• **THE TASK**:
Render the records below as a two-column CSV with the headers instruction and points, one row per record, covering everything from the line that contains "green grass lawn" down to the end of the records. Enclose each field in double quotes and turn line breaks into spaces.
# # #
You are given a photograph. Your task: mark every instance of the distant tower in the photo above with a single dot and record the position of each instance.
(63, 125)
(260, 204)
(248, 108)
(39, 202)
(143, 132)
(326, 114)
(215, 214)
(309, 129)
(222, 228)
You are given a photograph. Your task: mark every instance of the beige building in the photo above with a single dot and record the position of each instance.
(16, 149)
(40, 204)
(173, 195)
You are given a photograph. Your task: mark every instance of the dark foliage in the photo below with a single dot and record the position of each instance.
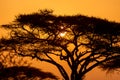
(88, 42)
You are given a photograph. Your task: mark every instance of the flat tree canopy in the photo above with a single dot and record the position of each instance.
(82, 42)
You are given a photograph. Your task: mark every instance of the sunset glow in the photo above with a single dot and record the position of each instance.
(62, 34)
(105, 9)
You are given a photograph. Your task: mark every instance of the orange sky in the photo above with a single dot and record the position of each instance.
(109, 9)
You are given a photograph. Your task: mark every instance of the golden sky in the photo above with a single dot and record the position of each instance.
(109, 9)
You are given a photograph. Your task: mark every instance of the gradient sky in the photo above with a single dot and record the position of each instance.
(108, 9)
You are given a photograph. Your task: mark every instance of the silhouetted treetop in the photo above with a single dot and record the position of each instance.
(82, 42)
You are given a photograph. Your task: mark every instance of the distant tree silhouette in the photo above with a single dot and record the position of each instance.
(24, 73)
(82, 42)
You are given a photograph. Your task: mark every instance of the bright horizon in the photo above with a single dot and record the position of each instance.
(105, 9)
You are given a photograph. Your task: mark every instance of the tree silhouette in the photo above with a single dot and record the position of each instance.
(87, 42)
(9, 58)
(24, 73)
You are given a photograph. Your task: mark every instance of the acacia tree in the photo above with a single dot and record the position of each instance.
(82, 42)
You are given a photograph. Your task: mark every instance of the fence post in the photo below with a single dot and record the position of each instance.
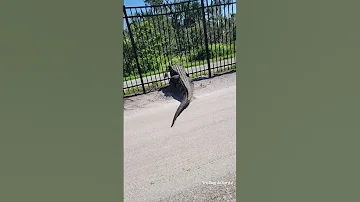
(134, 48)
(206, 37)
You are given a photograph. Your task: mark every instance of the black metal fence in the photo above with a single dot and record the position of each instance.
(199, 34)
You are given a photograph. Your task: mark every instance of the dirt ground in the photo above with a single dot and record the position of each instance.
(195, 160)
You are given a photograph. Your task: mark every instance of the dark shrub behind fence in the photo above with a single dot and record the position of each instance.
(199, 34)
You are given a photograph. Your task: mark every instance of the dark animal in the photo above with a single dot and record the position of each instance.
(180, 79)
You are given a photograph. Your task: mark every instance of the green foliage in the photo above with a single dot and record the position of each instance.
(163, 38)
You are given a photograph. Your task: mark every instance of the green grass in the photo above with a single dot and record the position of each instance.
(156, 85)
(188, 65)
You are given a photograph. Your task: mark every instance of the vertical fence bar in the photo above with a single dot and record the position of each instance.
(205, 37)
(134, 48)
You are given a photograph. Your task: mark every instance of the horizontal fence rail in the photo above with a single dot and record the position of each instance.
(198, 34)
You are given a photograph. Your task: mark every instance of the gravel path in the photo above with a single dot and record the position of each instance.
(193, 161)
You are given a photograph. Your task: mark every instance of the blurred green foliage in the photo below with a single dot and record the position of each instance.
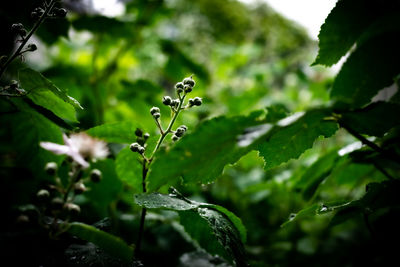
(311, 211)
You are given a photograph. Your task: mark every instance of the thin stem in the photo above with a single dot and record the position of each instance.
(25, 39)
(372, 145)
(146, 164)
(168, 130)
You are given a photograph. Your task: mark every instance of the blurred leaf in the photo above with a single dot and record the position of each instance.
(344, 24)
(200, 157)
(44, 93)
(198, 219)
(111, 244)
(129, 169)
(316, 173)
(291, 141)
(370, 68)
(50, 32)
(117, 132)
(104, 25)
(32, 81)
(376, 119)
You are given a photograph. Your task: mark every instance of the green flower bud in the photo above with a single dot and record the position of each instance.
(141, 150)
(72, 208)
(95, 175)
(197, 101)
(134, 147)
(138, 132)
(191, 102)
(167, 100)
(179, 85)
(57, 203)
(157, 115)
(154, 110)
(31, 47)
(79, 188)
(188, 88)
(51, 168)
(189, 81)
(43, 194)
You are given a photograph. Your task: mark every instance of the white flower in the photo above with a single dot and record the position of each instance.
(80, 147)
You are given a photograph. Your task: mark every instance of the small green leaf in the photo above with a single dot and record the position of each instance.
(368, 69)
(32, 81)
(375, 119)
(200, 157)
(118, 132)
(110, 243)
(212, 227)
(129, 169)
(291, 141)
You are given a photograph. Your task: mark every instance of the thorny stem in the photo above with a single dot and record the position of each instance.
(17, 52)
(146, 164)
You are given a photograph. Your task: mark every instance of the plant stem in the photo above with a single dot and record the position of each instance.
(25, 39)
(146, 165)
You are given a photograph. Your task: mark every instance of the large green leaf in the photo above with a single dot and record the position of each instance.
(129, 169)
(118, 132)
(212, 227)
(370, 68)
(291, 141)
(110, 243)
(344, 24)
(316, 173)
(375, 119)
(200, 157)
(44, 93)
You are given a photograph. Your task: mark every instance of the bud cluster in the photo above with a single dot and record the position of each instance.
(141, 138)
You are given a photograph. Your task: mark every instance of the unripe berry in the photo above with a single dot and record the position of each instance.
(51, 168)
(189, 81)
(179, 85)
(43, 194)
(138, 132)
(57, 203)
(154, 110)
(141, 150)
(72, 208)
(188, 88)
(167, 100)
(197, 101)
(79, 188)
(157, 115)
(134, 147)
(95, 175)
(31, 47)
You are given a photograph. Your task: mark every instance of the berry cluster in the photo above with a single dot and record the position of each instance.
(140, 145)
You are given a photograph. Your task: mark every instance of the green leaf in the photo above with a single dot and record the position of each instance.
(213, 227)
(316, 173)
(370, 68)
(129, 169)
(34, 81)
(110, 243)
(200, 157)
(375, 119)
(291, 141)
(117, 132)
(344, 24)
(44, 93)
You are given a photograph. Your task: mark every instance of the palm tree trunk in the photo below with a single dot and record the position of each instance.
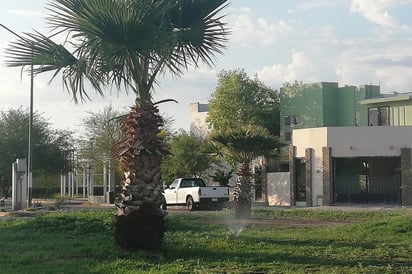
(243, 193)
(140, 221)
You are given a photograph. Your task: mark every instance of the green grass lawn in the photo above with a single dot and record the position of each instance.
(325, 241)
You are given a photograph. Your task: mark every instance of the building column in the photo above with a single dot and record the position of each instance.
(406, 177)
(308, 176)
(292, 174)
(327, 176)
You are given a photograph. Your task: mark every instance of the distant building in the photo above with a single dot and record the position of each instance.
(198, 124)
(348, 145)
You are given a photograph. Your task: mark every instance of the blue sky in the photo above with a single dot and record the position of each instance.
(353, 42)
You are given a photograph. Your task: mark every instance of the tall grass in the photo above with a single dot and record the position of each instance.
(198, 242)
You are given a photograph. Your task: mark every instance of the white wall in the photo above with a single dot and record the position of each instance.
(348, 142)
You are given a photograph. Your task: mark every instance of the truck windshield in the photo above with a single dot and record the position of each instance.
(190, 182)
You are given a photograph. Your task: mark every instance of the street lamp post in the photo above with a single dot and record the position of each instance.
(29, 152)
# # #
• **ANSWER FOR THIS EXERCISE**:
instruction,points
"You are given a photograph. Your task: mark every instance of the green grass lawn in the photo above with a single dot and record the position of each instance.","(325, 241)"
"You are given a photograph. Your task: mark every instance of the building column in the photo above with a single dot and record the position of each instance.","(406, 177) (308, 176) (292, 174) (327, 176)"
"You are given a photograph. Your task: mark every instance of the distant building in the photo above with a single dot and record the position of each instance.","(198, 124) (348, 145)"
"You are given a photograph. Your task: mark every instance of the blue sky in the photo above with a single dot and record the position of each instance.","(353, 42)"
"You are given a photograph. Your task: mark every instance of the tall grass in the photo above with a single dot and record the position of each instance.","(198, 242)"
"You are given a photograph. Your task: mark every instance of the white wall in the photo above with a single dot and record the position of each instance.","(348, 142)"
"You are given a photograph. Your task: mark every instance of the truck windshield in the photo above with a single dot and record the position of each instance.","(190, 182)"
"You are given a photograph. Your task: mark every instance of the street lamp post in the photo above with a single dot and record the position of each instance.","(29, 152)"